=== Votre tâche ===
Recopiez ces lignes à l'identique pour l'ensemble des enregistrements, en omettant les images.

---------- Les enregistrements ----------

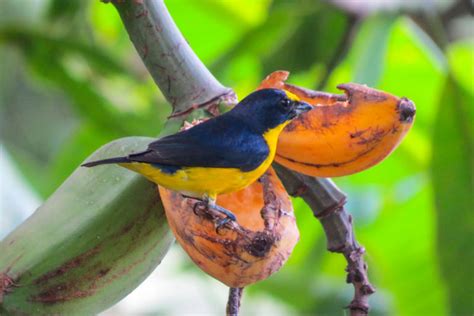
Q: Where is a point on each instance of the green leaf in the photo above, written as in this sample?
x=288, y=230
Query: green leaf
x=453, y=183
x=371, y=46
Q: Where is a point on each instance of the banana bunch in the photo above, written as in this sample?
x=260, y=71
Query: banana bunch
x=253, y=248
x=90, y=244
x=343, y=134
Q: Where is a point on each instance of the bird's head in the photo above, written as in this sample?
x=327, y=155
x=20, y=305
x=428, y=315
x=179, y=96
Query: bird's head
x=268, y=108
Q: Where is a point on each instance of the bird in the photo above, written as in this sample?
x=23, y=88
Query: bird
x=221, y=155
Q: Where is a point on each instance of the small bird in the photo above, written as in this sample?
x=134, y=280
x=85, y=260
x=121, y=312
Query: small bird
x=221, y=155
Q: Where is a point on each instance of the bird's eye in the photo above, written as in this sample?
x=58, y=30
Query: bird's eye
x=286, y=103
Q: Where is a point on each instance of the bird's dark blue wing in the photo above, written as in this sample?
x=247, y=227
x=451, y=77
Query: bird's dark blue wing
x=224, y=142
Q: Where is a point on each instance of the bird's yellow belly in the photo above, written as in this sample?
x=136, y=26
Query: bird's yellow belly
x=199, y=181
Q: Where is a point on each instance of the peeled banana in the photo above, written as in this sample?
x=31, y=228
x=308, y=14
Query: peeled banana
x=343, y=134
x=247, y=251
x=90, y=244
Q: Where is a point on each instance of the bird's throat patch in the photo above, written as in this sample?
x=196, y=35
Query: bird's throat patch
x=291, y=96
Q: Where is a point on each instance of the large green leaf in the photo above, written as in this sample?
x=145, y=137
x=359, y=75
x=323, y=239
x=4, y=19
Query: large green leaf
x=453, y=182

----------

=== La réponse ===
Q: Where is a point on each instance of the green leaf in the photo above, written as in this sample?
x=288, y=230
Query: green leaf
x=453, y=183
x=371, y=46
Q: Where is a point on each instance of the banana bunch in the photo above, written as in this sample?
x=260, y=71
Query: banana bunch
x=253, y=248
x=90, y=244
x=343, y=134
Q: Where is a point on each instance of the bird's head in the photo above, written as in this sample?
x=327, y=155
x=20, y=305
x=428, y=315
x=179, y=96
Query: bird's head
x=268, y=108
Q: Where is a point on each instance of the bird in the photo above, written as in this sample?
x=23, y=88
Query: bird
x=221, y=155
Q: Where is a point on each instance of the small bird in the photo above, written as in this sample?
x=134, y=280
x=85, y=260
x=121, y=312
Query: small bird
x=221, y=155
Q: Where is a point on each instance of the bird's eye in the photo above, written as in this sample?
x=58, y=30
Query: bird's eye
x=286, y=103
Q: Where is a point on each instance of the bird's dark blue wing in the photo above, written as in this sample?
x=247, y=227
x=451, y=77
Query: bird's dark blue wing
x=224, y=142
Q: Where is a point on each instance of the bird's yellow belly in the photo above, written as in this sample?
x=136, y=26
Query: bird's yellow belly
x=199, y=181
Q: Where is a point on each instance of the peeled banana in the photo above, written as in this sample?
x=31, y=228
x=308, y=14
Query: peeled banana
x=343, y=134
x=247, y=251
x=90, y=244
Q: Where is a point on each instance of the bird's throat patch in the photo above, written as in this sample?
x=196, y=35
Query: bird's throat patch
x=291, y=96
Q: Where is a point on each instance of the large green leaf in the photo above, written as in this sample?
x=145, y=137
x=359, y=75
x=323, y=239
x=4, y=19
Query: large green leaf
x=453, y=182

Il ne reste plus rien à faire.